Exercise prompt:
Resume the piece on the criticism of Mother Teresa, picking up right after its final sentence.

Provided passage:
Chances are that if you mention the name “Mother Teresa” to a random person, they will associate her with all manner of great and wonderful activities, such feeding the poor and aiding the sick and dying. Indeed, MT is almost universally accepted as the model of a good and selfless person. But, as with all myths, the reality is quite different and not so rosy.
Since the Vatican is about to declare Mother Teresa a “saint”, I think it’s appropriate to remind people of some unpleasant facts about her. One of MT’s earliest and harshest critics was Christopher Hitchens, who authored this article for Slate in 2003, wherein he refers to her as a “fanatic, fundamentalist, and fraud.” Here’s an excerpt:
… MT was not a friend of the poor. She was a friend of poverty. She said that suffering was a gift from God. She spent her life opposing the only known cure for poverty, which is the empowerment of women and the emancipation of them from a livestock version of compulsory reproduction. And she was a friend to the worst of the rich, taking misappropriated money from the atrocious Duvalier family in Haiti (whose rule she praised in return) and from Charles Keating of the Lincoln Savings and Loan. Where did that money, and all the other donations, go? The primitive hospice in Calcutta was as run down when she died as it always had been—she preferred California clinics when she got sick herself—and her order always refused to publish any audit. But we have her own claim that she opened 500 convents in more than a hundred countries, all bearing the name of her own order. Excuse me, but this is modesty and humility?
And if that isn’t bad enough, check out this investigation of MT and the con job of her mythology and its propagation by the Vatican from Penn & Teller’s show Bullshit (warning: some of the images are disturbing).

Stored data:
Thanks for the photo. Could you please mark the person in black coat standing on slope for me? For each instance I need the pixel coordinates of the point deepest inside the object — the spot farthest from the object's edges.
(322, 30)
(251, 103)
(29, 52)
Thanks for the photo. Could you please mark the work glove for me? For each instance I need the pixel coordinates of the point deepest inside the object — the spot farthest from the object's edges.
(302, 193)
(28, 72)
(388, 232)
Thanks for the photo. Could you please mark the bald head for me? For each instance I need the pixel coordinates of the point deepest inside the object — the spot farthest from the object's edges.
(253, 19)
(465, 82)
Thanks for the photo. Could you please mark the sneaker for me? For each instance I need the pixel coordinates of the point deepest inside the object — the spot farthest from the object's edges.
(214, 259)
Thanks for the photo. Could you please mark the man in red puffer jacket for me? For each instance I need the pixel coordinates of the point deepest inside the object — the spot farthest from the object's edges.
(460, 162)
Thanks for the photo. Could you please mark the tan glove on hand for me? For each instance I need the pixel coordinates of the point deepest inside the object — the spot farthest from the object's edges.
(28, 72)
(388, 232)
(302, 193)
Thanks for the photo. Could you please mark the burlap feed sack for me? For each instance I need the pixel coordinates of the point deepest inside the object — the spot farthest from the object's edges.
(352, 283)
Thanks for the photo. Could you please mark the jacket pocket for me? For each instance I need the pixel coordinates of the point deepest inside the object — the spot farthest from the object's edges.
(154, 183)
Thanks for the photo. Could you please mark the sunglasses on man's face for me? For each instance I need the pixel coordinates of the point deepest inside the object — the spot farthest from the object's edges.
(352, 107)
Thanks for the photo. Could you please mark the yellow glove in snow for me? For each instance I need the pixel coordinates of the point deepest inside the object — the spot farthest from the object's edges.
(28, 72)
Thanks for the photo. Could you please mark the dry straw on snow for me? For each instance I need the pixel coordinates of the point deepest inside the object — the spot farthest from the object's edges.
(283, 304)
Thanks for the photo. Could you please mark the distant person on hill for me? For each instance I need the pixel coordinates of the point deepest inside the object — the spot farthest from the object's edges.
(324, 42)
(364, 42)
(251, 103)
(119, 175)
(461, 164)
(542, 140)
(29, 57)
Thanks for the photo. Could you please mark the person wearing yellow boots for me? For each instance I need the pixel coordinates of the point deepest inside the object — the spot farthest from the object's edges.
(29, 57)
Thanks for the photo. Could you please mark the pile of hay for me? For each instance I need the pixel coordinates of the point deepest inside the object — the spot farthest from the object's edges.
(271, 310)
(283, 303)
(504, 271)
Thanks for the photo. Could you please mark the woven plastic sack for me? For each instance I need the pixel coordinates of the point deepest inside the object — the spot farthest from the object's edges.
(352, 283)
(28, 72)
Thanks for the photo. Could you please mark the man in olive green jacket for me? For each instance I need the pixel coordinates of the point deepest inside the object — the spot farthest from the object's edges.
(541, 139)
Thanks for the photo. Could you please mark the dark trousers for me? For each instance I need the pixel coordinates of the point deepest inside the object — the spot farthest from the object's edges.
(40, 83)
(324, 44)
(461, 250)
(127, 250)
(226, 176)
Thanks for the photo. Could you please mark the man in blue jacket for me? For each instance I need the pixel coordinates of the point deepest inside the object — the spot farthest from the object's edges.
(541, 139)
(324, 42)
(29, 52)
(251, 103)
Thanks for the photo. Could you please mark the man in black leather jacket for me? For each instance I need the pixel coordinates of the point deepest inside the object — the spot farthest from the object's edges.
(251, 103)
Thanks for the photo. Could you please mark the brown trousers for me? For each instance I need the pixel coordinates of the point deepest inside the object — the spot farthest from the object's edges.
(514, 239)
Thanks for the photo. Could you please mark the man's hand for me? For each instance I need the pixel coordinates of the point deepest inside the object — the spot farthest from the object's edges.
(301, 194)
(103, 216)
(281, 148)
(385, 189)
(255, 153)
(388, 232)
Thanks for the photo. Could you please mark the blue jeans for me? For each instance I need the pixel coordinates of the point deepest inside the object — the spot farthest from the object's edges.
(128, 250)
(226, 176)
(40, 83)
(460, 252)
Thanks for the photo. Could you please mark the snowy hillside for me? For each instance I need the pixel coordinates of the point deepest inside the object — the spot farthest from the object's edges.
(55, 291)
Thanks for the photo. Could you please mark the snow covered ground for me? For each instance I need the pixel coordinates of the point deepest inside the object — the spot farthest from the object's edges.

Answer for this exercise:
Last, but not least, there are critics of MT from within India, who have been demanding accountability from her organization for years. One such critic is Dr. Aroup Chatterjee, who grew up in Calcutta amid MT’s organization that supposedly helped the sick and dying poor of the city. His article in the New York Times is scathing:
Over hundreds of hours of research, much of it cataloged in a book he published in 2003, Dr. Chatterjee said he found a “cult of suffering” in homes run by Mother Teresa’s organization, the Missionaries of Charity, with children tied to beds and little to comfort dying patients but aspirin.
He and others said that Mother Teresa took her adherence to frugality and simplicity in her work to extremes, allowing practices like the reuse of hypodermic needles and tolerating primitive facilities that required patients to defecate in front of one another.
Wow. That’s pretty rough stuff. It almost makes one want to question the motives of the Vatican, doesn’t it? Why would the Catholic Church create and propagate this myth of Mother Teresa, her “saintliness”, and the supposed miracles she performed? Maybe it has something to do with the institutional corruption and scandal brought on by rampant sexual abuse and related cover-ups?
Ah well, nothing like that old-time religion to distract one from some unpleasant facts.